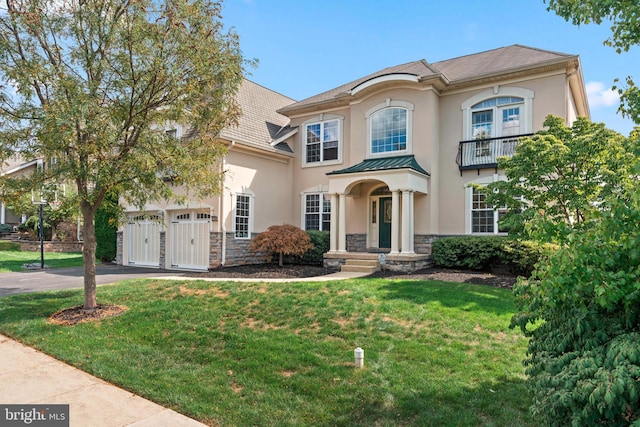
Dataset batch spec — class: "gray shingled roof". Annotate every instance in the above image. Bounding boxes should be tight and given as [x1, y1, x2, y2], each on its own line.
[327, 154, 430, 176]
[220, 79, 295, 152]
[280, 44, 576, 112]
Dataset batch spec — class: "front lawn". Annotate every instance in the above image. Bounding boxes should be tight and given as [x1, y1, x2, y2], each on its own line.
[0, 241, 83, 273]
[0, 279, 534, 426]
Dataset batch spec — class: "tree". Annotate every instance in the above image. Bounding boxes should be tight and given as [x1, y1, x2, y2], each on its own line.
[0, 0, 246, 310]
[249, 224, 313, 267]
[511, 188, 640, 426]
[487, 116, 635, 243]
[545, 0, 640, 125]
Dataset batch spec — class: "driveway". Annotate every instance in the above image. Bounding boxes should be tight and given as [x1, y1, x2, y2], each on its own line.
[0, 264, 180, 297]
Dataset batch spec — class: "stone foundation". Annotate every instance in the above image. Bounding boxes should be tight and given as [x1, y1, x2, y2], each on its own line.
[14, 240, 82, 252]
[116, 231, 124, 265]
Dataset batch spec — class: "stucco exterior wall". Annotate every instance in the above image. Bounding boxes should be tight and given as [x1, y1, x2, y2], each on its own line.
[434, 73, 567, 234]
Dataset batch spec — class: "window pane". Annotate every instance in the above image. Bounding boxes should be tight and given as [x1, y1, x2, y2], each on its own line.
[322, 120, 338, 143]
[235, 194, 251, 238]
[371, 108, 407, 153]
[502, 107, 520, 136]
[471, 110, 493, 139]
[471, 188, 495, 233]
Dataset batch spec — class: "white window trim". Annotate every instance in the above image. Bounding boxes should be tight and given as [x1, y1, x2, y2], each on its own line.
[231, 192, 255, 240]
[365, 98, 414, 158]
[300, 113, 344, 168]
[464, 174, 508, 236]
[461, 86, 534, 141]
[300, 185, 329, 231]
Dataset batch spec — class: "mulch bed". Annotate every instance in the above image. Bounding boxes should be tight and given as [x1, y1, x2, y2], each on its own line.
[49, 304, 127, 326]
[49, 264, 517, 326]
[187, 264, 517, 289]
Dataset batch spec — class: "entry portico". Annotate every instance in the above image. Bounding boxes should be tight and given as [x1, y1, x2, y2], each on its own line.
[327, 155, 429, 255]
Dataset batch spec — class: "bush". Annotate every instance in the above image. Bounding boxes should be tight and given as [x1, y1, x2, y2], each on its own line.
[95, 196, 118, 262]
[511, 196, 640, 426]
[302, 230, 330, 265]
[249, 224, 313, 267]
[432, 236, 553, 277]
[0, 240, 20, 251]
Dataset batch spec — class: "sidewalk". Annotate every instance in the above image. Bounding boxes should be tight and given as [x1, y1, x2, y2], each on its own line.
[0, 335, 204, 427]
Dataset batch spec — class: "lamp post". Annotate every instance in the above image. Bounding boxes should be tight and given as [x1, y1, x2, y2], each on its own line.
[38, 203, 44, 270]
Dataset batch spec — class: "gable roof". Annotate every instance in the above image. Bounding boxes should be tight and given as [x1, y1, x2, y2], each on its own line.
[279, 44, 578, 114]
[220, 79, 295, 153]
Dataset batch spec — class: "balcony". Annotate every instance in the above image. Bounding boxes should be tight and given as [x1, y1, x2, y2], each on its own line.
[456, 133, 533, 171]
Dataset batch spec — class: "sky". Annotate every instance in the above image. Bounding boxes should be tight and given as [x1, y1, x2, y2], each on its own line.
[222, 0, 640, 135]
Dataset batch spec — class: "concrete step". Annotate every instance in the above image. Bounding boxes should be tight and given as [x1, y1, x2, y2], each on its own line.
[340, 265, 378, 274]
[345, 259, 378, 267]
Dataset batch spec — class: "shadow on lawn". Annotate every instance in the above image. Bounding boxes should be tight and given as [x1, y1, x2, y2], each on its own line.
[0, 289, 82, 325]
[344, 378, 534, 426]
[381, 281, 515, 315]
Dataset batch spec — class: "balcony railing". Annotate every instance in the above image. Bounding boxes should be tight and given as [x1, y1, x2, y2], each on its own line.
[456, 133, 533, 170]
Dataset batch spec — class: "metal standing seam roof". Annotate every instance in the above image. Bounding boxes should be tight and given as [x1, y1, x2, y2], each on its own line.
[279, 44, 577, 113]
[327, 154, 431, 176]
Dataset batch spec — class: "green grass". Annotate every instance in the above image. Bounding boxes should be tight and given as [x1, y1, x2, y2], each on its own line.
[0, 279, 535, 426]
[0, 240, 83, 273]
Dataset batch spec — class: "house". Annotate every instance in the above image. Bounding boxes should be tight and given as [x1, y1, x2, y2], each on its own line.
[118, 45, 589, 270]
[0, 156, 42, 229]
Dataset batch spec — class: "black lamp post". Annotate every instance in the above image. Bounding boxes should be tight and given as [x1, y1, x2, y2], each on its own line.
[38, 203, 44, 270]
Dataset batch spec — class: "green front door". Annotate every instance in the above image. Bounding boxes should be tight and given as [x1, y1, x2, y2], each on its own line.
[378, 197, 391, 248]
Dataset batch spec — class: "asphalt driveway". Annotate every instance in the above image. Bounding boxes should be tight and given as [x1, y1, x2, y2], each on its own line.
[0, 264, 180, 297]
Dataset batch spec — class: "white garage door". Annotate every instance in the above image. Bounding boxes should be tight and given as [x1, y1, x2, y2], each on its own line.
[128, 215, 161, 267]
[171, 212, 211, 270]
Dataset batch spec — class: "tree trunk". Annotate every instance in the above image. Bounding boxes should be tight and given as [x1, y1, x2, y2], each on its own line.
[80, 202, 97, 310]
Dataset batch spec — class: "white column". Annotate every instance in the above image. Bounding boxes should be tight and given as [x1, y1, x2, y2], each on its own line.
[402, 190, 413, 254]
[338, 193, 347, 252]
[329, 193, 338, 252]
[391, 190, 400, 254]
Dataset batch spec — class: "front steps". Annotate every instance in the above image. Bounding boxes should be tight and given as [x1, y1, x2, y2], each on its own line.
[340, 259, 380, 274]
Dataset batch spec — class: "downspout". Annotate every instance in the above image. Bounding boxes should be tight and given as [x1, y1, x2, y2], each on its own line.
[218, 154, 227, 265]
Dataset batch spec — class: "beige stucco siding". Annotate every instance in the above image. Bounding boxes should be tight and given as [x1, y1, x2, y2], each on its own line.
[434, 73, 567, 234]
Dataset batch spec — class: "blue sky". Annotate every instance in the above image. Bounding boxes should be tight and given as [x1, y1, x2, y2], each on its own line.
[223, 0, 640, 135]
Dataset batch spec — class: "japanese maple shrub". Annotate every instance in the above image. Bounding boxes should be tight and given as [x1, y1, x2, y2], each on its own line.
[249, 224, 313, 267]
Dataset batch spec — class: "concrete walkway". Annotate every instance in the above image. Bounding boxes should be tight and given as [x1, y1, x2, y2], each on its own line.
[0, 335, 204, 427]
[159, 271, 369, 283]
[0, 270, 366, 427]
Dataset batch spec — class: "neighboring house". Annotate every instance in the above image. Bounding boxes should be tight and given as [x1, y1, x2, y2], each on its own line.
[0, 157, 42, 227]
[118, 45, 589, 270]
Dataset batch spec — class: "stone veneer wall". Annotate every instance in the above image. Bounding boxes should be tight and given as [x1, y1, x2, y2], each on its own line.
[158, 231, 167, 268]
[346, 234, 367, 252]
[13, 240, 82, 252]
[346, 234, 438, 255]
[116, 231, 124, 265]
[211, 233, 269, 266]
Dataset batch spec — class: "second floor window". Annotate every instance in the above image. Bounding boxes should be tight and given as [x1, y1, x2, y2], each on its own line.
[305, 120, 340, 163]
[370, 108, 407, 154]
[304, 193, 331, 231]
[471, 96, 524, 139]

• [WRITTEN EXERCISE]:
Resize the rows from the start through the line with "[280, 44, 576, 112]" by multiplying each bounding box coordinate in the answers by 1.05 and rounding to whole numbers, with halves rounded up. Repeat all of those lines, requests included and unchanged, and leave out the pictures.

• [RESULT FOR THIS TASK]:
Dataset batch spec — class: "gray shingled roof". Annotate every instance in the above image. Bounding boxes should be tight and given as [x1, y1, x2, y2], each on its own line.
[343, 162, 452, 185]
[231, 83, 310, 160]
[294, 46, 605, 118]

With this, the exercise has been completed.